[Page]
-- -- --
The resulting AppImage is written to dist/myapp-x86_64.AppImage (or the corresponding architecture name).

Extracted AppImages (squashfs-root)

On systems where FUSE is not available (some containers, CI environments), an AppImage can be extracted and run directly:

./myapp-x86_64.AppImage --appimage-extract
./squashfs-root/AppRun

The AppRun script detects whether a squashfs-root directory exists next to the original AppImage file and uses it automatically as the application directory. This means you can also distribute an extracted AppImage alongside the .AppImage file for environments that cannot run AppImages natively.

Command-line options

All --python-* options are handled by the appimage module before your application sees any arguments.

Option Description
--python-help Show available --python-* options and exit.
--python-main ENTRY_POINT Set the default entry point to start. Used in AppRun.
--python-interpreter Start the bundled Python interpreter interactively.
--python-venv DIR [DIR ...] Create a virtual environment pointing to the AppImage's Python.
--python-entry-point EP Run a specific console script or module:function entry point.

Any argument not starting with --python- is passed through unchanged to the application.
-- -- --
[Data shown]

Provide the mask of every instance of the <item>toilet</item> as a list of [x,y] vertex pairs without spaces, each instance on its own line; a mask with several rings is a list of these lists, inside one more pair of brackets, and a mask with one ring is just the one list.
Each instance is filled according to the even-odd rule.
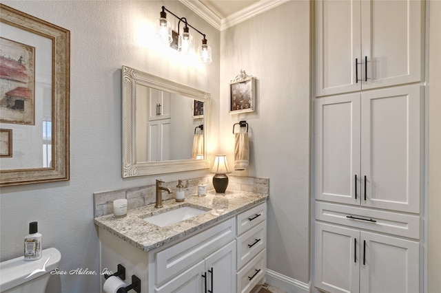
-- -- --
[Short exercise A]
Please answer these questions about the AppImage text, giving each on its own line:
(i) Where is the resulting AppImage written?
(ii) What does the --python-venv option do?
(iii) What happens to an argument that does not start with --python-?
[Short exercise B]
Extend the AppImage text beyond its final sentence with a few more paragraphs.

[Task answer A]
(i) To dist/myapp-x86_64.AppImage, or the corresponding architecture name.
(ii) It creates a virtual environment pointing to the AppImage's Python.
(iii) It is passed through unchanged to the application.

[Task answer B]
Virtual environments

The --python-venv option creates a virtual environment whose python3 symlink points to the AppImage itself. This makes all packages bundled in the AppImage available in the virtual environment, and allows installing additional packages on top:

# Create the virtual environment
./myapp-x86_64.AppImage --python-venv ~/.venv/myapp

# Install additional packages
~/.venv/myapp/bin/pip install extra-package

# Run the application via the virtual environment
~/.venv/myapp/bin/myapp

When invoked through a virtual environment symlink, the appimage module automatically activates the correct environment so that packages installed into it take precedence.

Development

Prerequisites

Install the required Python versions and hatch:

uv python install 3.11 3.12 3.13 3.14
pip install hatch

Running tests

# All supported Python versions
hatch test --all

# Single version
hatch test --python 3.13

# Specific test
hatch test -- -k test_appstarter

Linting

# All supported Python versions
hatch env run -e lint check

# Single version
hatch run +py=3.13 lint:check

Accessing the bundled Python

# Interactive interpreter
./myapp-x86_64.AppImage --python-interpreter

# Run a script
./myapp-x86_64.AppImage --python-interpreter script.py

# Run a module (e.g. pip)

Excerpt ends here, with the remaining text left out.